Challenges -
**1.** From the copper tube production text, quote the stretch from "The basis for" through "commissioned to date.".
**2.** Pick up the copper tube production text after its final sentence and keep writing.

──────── Reading passage

Mannesmann Demag Corporation
Dr. Erling Roller, Peter Kalkenings & Karl Heinz Häusler


The worldwide production of semi-finished products of copper and copper alloys totals around 14 - 15 million tonnes per year, with annual growth rates of approx. 3%. Tubes make up roughly 10% of this figure. Important producer regions are Western Europe (36%), America (20%), Asia including Australia (27%). The remaining 17% are spread over the rest of the world.

Whereas in some Western European countries, the relevant standards require that installation and ACR tubes of copper are produced by seamless methods, the ASTM standards which are also employed in Asia also allow welded tubes. A further expansion of the use of welded tubes has been prevented to date by the high production costs for the cold rolled strip. For some time now, however, an increasing trend towards welded tubes has been observed due to the better surface quality and closer dimensional tolerances. This trend is taking place worldwide and has already taken over in the production of finned ACR tubes. Due to the high strip costs, installation tubes are almost exclusively produced in seamless processes. An acceptance by the market for welded water pipes can only be expected when significant competitive advantages in terms of product quality and lower production costs can be achieved with a new strip production process. The production of an inexpensive cold-rolled strip could thus revolutionise the copper tube market worldwide. First of all the welding of ACR tubes would become more attractive, and secondly the large volumes of industrial and installation tubes could be produced more cost-efficiently and in a higher quality.

The Copper Plants Division of Mannesmann Demag AG owns the Contirod process for continuous casting and in-line hot rolling of wire rod for wire production. This process is already well known as a result of its low production costs and high productivity. It is also possible to cast hot roll and cold roll flat material on this line for in-line production of narrow cold strip in the ideal widths for tube welding of 65 to approx. 150 mm (CONAS process). This report describes how a CONAS line is configured and goes on to illustrate the various possibilities of tube production from the CONAS strip. Comparisons are drawn with the production of seamless tubes.

CONAS Line Concept

The basis for this concept is the CONTIROD System (Figure 1) for the production of copper wire rod. 32 CONTIROD lines worldwide with capacities from 5 - 60 t/h have been commissioned to date.


Figure 1. CONTIROD System

The schematic layout of a CONTIROD line comprises a melting facility, a Hazelett twin belt caster, a hot rolling mill, a cooling and pickling line and a coiler (Figure 2).

The schematic layout of a CONTIROD line

Figure 2. The schematic layout of a CONTIROD line

With this concept, the rectangular profile cast in the Hazelett caster can be rolled out into flat material instead of round material. A corresponding casting cross-section merely has to be selected and the sizing and number of rolling stands for the desired final size have to be calculated. The CONAS line (Figure 3) therefore has a similar fundamental configuration to that of CONTIROD lines.

────────────────
──────── Data listing

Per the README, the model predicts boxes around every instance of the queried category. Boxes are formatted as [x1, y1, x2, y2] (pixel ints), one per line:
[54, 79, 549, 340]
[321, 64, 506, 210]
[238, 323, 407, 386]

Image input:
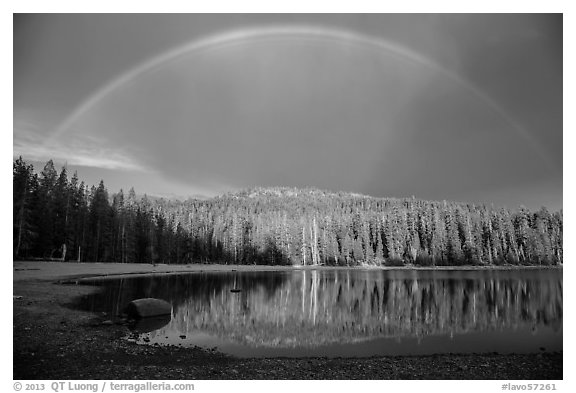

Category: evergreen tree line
[13, 158, 563, 266]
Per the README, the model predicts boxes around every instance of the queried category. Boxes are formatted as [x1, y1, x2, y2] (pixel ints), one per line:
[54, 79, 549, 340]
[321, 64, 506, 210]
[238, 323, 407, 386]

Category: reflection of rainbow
[51, 26, 554, 168]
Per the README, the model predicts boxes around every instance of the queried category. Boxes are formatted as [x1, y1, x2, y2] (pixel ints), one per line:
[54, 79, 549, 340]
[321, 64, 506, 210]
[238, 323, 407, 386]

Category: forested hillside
[13, 158, 563, 266]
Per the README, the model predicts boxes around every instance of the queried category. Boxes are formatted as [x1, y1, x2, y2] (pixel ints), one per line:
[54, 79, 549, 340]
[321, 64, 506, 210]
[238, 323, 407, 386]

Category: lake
[78, 268, 562, 357]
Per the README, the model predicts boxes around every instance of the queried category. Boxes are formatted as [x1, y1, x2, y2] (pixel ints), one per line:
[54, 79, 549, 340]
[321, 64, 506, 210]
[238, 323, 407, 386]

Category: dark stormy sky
[13, 14, 562, 210]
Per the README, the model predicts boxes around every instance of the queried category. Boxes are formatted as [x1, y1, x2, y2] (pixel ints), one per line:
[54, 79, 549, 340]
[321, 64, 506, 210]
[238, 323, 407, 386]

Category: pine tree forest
[13, 157, 563, 266]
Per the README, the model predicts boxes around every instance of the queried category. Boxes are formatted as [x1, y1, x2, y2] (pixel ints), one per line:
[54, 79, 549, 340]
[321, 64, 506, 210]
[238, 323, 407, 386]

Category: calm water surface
[74, 269, 562, 357]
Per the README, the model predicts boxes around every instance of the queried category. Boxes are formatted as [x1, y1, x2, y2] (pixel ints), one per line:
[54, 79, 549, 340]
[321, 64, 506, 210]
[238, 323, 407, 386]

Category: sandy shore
[13, 262, 563, 380]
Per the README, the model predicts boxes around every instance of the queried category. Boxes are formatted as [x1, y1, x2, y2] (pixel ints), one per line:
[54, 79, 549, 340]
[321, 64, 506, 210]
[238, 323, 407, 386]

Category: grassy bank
[13, 262, 562, 380]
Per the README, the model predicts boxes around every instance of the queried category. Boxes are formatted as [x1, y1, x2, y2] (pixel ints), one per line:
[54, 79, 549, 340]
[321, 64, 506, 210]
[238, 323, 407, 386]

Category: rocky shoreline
[13, 262, 563, 380]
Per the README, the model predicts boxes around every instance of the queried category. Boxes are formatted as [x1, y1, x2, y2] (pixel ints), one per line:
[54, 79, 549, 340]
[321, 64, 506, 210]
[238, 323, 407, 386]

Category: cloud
[13, 121, 149, 172]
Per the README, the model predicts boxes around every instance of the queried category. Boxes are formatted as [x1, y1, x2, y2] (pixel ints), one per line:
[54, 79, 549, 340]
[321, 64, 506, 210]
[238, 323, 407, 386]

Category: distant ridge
[13, 159, 563, 266]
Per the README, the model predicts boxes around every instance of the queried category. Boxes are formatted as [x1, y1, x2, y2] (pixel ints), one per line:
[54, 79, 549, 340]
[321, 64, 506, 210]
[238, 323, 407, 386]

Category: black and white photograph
[11, 8, 569, 382]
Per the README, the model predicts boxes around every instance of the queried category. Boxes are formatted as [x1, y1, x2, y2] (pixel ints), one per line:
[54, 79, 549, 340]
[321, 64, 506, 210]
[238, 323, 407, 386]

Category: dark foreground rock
[13, 281, 563, 380]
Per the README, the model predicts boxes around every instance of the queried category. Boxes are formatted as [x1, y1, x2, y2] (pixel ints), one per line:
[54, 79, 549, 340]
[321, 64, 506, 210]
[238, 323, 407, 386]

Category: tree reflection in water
[76, 269, 562, 354]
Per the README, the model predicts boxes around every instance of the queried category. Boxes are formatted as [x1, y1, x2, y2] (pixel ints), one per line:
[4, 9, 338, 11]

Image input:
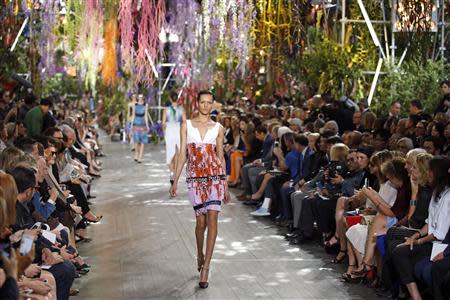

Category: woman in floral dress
[170, 91, 230, 288]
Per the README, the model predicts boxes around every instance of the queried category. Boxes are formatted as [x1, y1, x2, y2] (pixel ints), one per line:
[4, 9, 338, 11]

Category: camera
[327, 160, 347, 180]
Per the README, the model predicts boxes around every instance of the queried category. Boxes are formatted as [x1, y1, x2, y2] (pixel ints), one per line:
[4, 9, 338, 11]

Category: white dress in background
[164, 106, 183, 164]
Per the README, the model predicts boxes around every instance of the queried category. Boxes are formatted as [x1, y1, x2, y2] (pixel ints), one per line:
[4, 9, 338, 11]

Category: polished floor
[74, 142, 375, 299]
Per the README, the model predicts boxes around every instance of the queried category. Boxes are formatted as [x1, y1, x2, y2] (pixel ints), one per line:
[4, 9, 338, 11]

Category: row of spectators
[0, 91, 103, 299]
[217, 81, 450, 299]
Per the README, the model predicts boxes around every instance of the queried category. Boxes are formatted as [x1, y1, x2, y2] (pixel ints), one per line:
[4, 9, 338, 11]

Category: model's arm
[170, 122, 187, 197]
[216, 126, 231, 203]
[144, 104, 150, 129]
[216, 126, 227, 170]
[181, 107, 187, 122]
[161, 108, 167, 130]
[131, 104, 135, 125]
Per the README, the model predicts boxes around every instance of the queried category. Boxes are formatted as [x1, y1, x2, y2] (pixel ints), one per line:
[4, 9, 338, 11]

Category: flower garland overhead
[119, 0, 135, 73]
[38, 0, 58, 79]
[135, 0, 166, 85]
[102, 0, 118, 86]
[77, 0, 103, 91]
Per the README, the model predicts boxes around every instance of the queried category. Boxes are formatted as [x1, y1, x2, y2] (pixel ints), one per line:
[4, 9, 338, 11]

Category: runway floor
[74, 142, 376, 300]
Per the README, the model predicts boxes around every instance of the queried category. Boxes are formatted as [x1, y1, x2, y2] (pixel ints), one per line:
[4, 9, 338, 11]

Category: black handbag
[386, 226, 419, 254]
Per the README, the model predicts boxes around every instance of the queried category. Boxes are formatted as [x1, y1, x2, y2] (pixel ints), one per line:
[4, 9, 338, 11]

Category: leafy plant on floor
[371, 60, 450, 113]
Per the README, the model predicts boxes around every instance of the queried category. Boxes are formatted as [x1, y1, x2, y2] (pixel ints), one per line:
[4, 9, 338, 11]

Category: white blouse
[425, 187, 450, 241]
[186, 120, 222, 145]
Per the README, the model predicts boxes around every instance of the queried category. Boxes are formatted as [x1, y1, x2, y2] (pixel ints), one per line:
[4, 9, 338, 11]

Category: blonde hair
[330, 143, 350, 161]
[361, 111, 377, 129]
[0, 187, 8, 231]
[0, 173, 18, 226]
[370, 150, 394, 183]
[415, 153, 433, 186]
[0, 147, 24, 171]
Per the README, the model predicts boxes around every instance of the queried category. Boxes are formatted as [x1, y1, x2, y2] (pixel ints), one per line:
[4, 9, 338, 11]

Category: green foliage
[103, 89, 127, 117]
[371, 60, 450, 112]
[300, 38, 366, 97]
[42, 73, 82, 97]
[0, 38, 27, 79]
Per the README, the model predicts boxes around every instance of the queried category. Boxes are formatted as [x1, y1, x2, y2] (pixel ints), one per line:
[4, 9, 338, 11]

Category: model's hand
[432, 251, 445, 262]
[223, 185, 231, 204]
[169, 182, 177, 198]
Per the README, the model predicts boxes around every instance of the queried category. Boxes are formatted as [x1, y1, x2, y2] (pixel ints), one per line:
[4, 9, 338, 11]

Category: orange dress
[186, 120, 226, 215]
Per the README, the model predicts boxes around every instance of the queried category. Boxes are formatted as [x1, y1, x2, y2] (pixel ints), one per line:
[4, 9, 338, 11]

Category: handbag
[385, 226, 419, 254]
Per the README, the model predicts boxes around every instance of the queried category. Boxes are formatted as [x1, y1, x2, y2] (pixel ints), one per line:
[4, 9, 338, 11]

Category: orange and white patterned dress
[186, 120, 226, 216]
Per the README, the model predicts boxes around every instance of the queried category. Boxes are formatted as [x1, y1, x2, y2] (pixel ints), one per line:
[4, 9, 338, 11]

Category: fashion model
[132, 95, 149, 163]
[170, 91, 230, 288]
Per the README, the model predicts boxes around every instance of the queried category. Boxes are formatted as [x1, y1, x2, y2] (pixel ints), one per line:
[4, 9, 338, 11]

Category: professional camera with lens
[324, 160, 347, 181]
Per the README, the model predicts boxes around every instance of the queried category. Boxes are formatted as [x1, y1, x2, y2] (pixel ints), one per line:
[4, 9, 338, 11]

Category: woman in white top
[170, 91, 230, 288]
[393, 156, 450, 300]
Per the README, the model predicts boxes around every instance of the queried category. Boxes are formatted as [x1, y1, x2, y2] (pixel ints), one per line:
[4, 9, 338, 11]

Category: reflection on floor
[75, 143, 375, 299]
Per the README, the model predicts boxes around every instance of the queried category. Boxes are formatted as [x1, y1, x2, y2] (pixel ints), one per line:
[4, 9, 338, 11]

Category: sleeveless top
[166, 105, 183, 123]
[133, 104, 146, 130]
[186, 120, 221, 145]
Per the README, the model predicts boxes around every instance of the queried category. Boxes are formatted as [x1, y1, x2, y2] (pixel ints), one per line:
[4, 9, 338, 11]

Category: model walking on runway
[132, 95, 149, 163]
[170, 91, 230, 288]
[126, 94, 137, 151]
[162, 92, 186, 184]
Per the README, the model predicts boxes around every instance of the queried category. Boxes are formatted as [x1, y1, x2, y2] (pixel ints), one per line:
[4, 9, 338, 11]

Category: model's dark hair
[169, 91, 178, 102]
[294, 134, 309, 147]
[255, 125, 267, 134]
[430, 155, 450, 201]
[439, 79, 450, 87]
[197, 90, 214, 102]
[411, 100, 423, 109]
[381, 157, 410, 185]
[41, 97, 53, 107]
[8, 167, 36, 193]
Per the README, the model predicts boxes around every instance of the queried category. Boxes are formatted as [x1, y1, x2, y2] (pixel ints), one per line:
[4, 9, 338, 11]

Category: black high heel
[332, 250, 347, 264]
[197, 257, 205, 272]
[198, 266, 209, 289]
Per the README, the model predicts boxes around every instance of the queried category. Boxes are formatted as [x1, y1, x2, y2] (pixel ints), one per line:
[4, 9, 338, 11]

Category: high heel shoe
[350, 263, 375, 283]
[198, 266, 209, 289]
[332, 250, 347, 264]
[197, 257, 205, 272]
[84, 215, 103, 224]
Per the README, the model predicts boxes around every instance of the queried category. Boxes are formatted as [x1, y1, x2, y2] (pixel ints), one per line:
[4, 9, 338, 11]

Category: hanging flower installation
[77, 0, 103, 91]
[63, 0, 85, 52]
[119, 0, 135, 73]
[102, 0, 118, 86]
[135, 0, 166, 85]
[169, 0, 255, 87]
[38, 0, 58, 79]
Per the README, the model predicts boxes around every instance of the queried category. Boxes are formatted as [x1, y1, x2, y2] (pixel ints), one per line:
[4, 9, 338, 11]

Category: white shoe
[250, 207, 270, 217]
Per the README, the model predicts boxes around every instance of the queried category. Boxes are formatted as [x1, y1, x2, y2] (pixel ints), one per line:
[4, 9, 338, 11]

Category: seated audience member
[392, 156, 450, 300]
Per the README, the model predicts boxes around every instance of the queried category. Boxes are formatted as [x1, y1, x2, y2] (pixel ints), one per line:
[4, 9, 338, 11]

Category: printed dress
[186, 120, 226, 216]
[164, 106, 183, 164]
[133, 104, 148, 144]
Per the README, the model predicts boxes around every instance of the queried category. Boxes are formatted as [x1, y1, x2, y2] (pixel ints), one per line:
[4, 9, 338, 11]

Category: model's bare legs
[195, 215, 206, 269]
[251, 173, 273, 200]
[200, 210, 219, 282]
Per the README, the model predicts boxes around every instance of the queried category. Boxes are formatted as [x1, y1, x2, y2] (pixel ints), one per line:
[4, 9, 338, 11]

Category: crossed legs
[195, 210, 219, 282]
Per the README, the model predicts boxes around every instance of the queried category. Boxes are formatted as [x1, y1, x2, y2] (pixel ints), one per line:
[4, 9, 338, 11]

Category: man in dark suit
[238, 125, 274, 200]
[280, 134, 314, 221]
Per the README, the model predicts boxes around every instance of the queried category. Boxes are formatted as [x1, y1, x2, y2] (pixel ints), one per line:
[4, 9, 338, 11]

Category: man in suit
[280, 134, 314, 222]
[238, 125, 274, 201]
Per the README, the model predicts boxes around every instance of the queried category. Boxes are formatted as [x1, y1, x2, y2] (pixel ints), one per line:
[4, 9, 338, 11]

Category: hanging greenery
[135, 0, 166, 85]
[119, 0, 135, 74]
[101, 0, 118, 86]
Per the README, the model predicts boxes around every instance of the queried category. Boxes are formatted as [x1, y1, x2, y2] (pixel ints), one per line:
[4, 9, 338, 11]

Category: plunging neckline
[189, 120, 217, 143]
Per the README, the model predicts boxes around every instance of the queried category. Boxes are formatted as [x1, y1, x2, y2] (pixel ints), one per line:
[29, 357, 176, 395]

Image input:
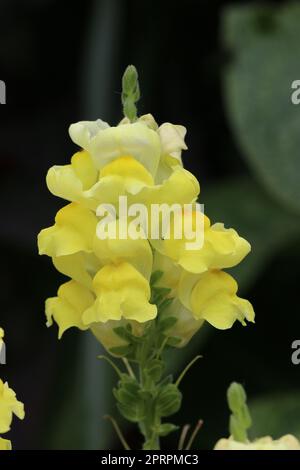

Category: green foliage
[113, 374, 145, 423]
[156, 384, 182, 417]
[223, 2, 300, 212]
[250, 389, 300, 439]
[122, 65, 140, 122]
[227, 382, 252, 442]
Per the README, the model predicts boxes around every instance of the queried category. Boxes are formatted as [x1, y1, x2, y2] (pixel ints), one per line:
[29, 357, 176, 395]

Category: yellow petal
[38, 202, 98, 257]
[52, 251, 101, 289]
[83, 262, 157, 325]
[178, 270, 255, 330]
[46, 280, 95, 338]
[46, 151, 98, 204]
[159, 211, 251, 274]
[214, 434, 300, 450]
[69, 119, 109, 149]
[93, 219, 153, 279]
[69, 121, 160, 176]
[0, 379, 25, 434]
[157, 122, 187, 163]
[0, 437, 12, 450]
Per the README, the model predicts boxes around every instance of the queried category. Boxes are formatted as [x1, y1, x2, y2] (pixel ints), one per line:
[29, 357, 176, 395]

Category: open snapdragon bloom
[38, 115, 254, 349]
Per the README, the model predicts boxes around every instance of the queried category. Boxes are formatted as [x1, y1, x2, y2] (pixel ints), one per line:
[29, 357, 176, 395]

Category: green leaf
[158, 316, 177, 333]
[109, 344, 132, 357]
[156, 384, 182, 416]
[200, 177, 300, 292]
[154, 423, 179, 437]
[249, 390, 300, 439]
[144, 359, 165, 383]
[223, 2, 300, 212]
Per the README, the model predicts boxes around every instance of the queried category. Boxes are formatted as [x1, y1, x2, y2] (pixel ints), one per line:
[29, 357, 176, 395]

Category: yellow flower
[214, 434, 300, 450]
[83, 262, 157, 325]
[153, 252, 255, 332]
[38, 203, 98, 257]
[178, 270, 254, 330]
[0, 379, 25, 434]
[46, 280, 95, 338]
[38, 111, 254, 349]
[0, 437, 11, 450]
[152, 211, 251, 274]
[46, 276, 154, 350]
[162, 299, 204, 348]
[69, 121, 161, 177]
[47, 152, 199, 211]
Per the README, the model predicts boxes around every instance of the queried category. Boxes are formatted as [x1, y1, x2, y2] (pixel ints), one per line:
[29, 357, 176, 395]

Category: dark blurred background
[0, 0, 300, 449]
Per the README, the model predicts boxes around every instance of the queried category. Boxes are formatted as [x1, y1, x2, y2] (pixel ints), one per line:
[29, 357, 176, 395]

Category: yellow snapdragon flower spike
[38, 114, 254, 349]
[214, 434, 300, 450]
[0, 379, 25, 434]
[178, 270, 254, 330]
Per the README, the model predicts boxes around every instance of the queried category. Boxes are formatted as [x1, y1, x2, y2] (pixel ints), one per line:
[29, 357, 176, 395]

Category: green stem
[139, 326, 160, 450]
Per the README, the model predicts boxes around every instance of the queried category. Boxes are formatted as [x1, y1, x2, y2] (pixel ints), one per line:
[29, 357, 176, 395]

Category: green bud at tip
[122, 65, 140, 122]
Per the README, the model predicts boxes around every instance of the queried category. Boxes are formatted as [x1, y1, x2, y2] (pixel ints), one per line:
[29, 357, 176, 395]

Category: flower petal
[46, 280, 95, 338]
[38, 202, 97, 257]
[83, 262, 157, 325]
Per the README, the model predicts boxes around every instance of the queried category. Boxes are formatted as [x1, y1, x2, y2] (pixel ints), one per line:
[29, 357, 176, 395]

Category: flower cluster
[0, 328, 25, 450]
[38, 115, 254, 350]
[38, 115, 254, 349]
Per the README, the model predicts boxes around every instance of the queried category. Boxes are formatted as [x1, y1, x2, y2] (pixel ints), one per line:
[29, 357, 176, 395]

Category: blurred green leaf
[249, 390, 300, 439]
[223, 2, 300, 211]
[200, 177, 300, 290]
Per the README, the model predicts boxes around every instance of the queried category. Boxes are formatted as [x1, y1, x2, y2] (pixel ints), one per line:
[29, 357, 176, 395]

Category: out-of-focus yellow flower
[0, 379, 25, 434]
[0, 437, 11, 450]
[214, 434, 300, 450]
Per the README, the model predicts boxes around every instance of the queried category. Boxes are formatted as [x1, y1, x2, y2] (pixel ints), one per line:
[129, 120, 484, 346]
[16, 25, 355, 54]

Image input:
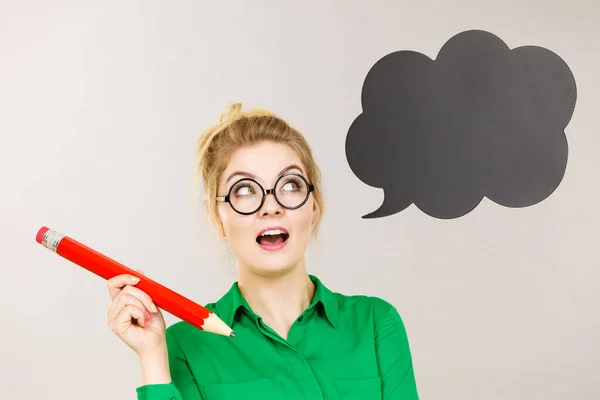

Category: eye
[281, 179, 302, 192]
[234, 185, 256, 196]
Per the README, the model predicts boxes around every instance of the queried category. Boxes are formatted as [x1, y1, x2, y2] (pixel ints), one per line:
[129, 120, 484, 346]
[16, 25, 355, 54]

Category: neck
[238, 261, 315, 337]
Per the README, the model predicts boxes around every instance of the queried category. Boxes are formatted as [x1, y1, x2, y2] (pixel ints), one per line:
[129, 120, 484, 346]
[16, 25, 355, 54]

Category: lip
[256, 226, 290, 251]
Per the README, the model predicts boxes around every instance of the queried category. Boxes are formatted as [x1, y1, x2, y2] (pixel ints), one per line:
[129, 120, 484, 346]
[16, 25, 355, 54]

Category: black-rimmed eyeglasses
[217, 172, 315, 215]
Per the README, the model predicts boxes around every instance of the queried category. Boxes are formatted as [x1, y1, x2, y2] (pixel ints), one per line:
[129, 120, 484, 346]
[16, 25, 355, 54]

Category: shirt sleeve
[375, 304, 419, 400]
[136, 330, 203, 400]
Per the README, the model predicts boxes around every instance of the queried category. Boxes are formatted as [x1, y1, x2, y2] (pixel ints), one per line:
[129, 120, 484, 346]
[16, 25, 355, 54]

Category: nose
[259, 193, 283, 216]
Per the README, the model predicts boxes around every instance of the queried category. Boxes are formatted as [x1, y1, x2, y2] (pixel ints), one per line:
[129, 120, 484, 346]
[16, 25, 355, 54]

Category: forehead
[219, 142, 304, 184]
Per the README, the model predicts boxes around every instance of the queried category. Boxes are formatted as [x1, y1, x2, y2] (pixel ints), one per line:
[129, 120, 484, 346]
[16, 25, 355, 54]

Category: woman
[108, 104, 418, 400]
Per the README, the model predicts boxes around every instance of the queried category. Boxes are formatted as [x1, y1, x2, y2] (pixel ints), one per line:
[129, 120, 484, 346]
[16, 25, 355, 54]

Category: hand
[107, 270, 166, 357]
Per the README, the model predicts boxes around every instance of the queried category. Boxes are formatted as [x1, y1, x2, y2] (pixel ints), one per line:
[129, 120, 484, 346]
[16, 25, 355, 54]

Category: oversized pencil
[36, 226, 235, 336]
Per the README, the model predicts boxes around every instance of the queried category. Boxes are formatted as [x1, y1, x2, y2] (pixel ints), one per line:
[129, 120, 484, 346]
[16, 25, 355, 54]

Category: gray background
[0, 0, 600, 400]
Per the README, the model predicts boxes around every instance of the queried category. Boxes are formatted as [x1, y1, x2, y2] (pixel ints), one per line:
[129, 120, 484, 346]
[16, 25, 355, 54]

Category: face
[217, 142, 316, 275]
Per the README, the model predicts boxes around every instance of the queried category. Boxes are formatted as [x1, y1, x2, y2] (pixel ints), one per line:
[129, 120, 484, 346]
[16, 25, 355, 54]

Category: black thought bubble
[346, 30, 576, 218]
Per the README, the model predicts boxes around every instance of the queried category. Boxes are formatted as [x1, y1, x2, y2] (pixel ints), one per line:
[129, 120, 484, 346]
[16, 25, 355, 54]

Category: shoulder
[333, 292, 402, 328]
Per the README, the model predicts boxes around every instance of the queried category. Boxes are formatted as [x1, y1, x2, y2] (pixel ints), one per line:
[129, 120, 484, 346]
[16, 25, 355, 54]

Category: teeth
[260, 229, 283, 236]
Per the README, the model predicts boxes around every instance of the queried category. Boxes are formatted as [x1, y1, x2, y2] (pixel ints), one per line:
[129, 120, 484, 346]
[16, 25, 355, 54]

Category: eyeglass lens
[229, 175, 308, 213]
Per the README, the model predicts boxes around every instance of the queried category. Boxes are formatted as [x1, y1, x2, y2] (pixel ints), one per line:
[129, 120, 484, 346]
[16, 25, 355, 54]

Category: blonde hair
[197, 103, 324, 235]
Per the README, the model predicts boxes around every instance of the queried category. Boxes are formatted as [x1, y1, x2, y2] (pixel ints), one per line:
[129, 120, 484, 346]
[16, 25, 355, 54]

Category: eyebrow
[225, 164, 304, 185]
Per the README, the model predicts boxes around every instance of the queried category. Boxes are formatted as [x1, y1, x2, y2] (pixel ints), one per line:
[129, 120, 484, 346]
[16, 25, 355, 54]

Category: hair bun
[219, 103, 242, 123]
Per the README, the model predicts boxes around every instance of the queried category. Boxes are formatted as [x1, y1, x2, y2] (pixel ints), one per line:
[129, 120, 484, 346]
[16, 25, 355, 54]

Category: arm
[375, 304, 419, 400]
[136, 330, 202, 400]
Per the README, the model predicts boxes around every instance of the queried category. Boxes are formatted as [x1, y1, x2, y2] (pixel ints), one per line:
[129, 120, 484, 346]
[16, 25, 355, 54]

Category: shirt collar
[216, 275, 338, 328]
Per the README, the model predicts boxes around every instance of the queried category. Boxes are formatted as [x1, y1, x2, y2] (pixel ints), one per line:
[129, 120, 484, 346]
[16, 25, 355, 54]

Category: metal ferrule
[42, 229, 65, 253]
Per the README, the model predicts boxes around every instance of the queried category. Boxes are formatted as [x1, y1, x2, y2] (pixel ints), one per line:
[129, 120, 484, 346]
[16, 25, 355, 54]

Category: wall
[0, 0, 600, 400]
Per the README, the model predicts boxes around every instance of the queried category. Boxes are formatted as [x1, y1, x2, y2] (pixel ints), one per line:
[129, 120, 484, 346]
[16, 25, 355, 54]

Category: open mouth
[256, 228, 290, 250]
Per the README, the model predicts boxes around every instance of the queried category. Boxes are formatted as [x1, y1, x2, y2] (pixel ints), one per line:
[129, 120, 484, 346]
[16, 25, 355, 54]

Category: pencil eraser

────────────────

In response -
**1.**
The basis for this concept is the CONTIROD System (Figure 1) for the production of copper wire rod. 32 CONTIROD lines worldwide with capacities from 5 - 60 t/h have been commissioned to date.

**2.**
The CONAS line

Figure 3. The CONAS line

A melting facility, for CONAS with an induction-heated holding furnace for better control of the melt, is followed by the Hazelett caster, the hot rolling mill, the cooling and pickling line, a cold rolling stand and 2 strip coilers to take up the continuously produced strip. The cold rolling stand integrated into the CONAS line ensures that the cold strip has some mechanical strength and is far less susceptible to mechanical damage than hot strip. Furthermore, the use of the cold rolling mill offers the advantage that the strip can be rolled inline to the ingoing thickness suitable for a mother tube in a welding machine.

CONAS lines can be built with capacities from 7 - 20 t/h. Although these capacities may appear to be very high for some users, this fact is put into perspective by two other factors so that it is economically viable to install a CONAS line even for smaller tube capacities. The first reason are the generally low production costs of this line. The second reason is its versatility, since a combined CONAS/CONTIROD line (Figure 4) can be used to produce both rounds and flats in a very wide range of sizes.

combined CONAS/CONTIROD line

Figure 4. Combined CONAS/CONTIROD line

As the costs for wear parts, standardised for one tonne of copper, are almost constant and the costs for consumables tend to decrease with increasing capacities, higher capacities offer major benefits with respect to cost-effectiveness (Figure 5).

CONAS - Investment and Process Cost

Finish Strip
Investment cost for MDM machine supply
Electric power consumption
Heating gas consumption
Cooling water supply 6 bar in 0 bar out
heat transfer
Process water losses
Compressed air p=6 bar
Spare and ware parts
Other consumptions like lubricants, etc
7 65x1.8 27.5 mio 530 50 400 m3/h
7 GJ/h
1 8 1.1 5 2
12 130x1.8 34.1 mio 135 1650 700 m3/h
11 GJ/h
1.1 8 0.75 5 1.7
20 150x1.8 38.5 mio 115 1600 1200 m3/h
20 GJ/h
1.2 8 0.5 5 1.5
Figure 5. Higher capacities offer major benefits with respect to cost-effectiveness

Tube Welding Mill Concept

New concepts for tube production can be developed on the basis of the CONAS process for the production of continuous cold strip. Starting with a cold strip, in this example 130 x 1.8 mm, two concepts are feasible (Figure 6).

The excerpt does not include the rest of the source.